Word for word, transcribe the lines from the one containing "The function MUST return, for every instance of the yellow" through the end of the entries, both included, and nothing else.

** START Available data **

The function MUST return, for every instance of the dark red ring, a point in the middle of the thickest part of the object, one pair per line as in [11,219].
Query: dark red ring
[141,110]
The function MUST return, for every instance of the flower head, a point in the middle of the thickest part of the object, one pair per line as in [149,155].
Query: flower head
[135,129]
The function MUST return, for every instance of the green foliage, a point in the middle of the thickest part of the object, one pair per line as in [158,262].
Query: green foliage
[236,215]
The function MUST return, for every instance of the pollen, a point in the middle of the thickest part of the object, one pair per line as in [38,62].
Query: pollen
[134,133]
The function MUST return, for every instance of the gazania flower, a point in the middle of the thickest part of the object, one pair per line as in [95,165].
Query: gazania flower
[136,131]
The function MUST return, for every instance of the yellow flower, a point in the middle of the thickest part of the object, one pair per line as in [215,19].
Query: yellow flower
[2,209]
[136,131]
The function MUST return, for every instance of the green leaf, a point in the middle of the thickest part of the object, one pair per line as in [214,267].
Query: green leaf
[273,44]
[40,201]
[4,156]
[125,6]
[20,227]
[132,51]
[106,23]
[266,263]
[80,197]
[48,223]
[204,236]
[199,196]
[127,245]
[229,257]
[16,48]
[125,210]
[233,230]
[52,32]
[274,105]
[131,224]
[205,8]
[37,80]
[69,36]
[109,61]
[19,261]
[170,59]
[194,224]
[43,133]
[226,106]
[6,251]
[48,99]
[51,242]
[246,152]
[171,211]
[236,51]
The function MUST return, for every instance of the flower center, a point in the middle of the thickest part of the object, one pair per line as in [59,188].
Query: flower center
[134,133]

** END Available data **

Task response:
The function MUST return, for every instance of the yellow flower, a point in the middle of the thickest part of the object, one pair per line as in [215,19].
Query: yellow flower
[2,209]
[136,131]
The function MUST return, for every instance of the green leaf, a point in the middle of the thickest part of the object, one pair per line as in [214,267].
Query: green leaf
[273,44]
[40,201]
[4,156]
[125,6]
[20,227]
[132,51]
[106,23]
[266,263]
[80,197]
[48,223]
[204,236]
[199,196]
[127,245]
[229,257]
[16,48]
[125,210]
[233,230]
[52,32]
[274,105]
[131,224]
[205,8]
[37,80]
[69,36]
[109,61]
[19,261]
[170,59]
[194,224]
[43,133]
[226,106]
[6,251]
[48,99]
[51,242]
[246,152]
[171,211]
[236,51]
The function MUST return, for every instance of the flower center, a point in the middle of the thickest part of the object, one pair per line as in [59,188].
Query: flower center
[134,133]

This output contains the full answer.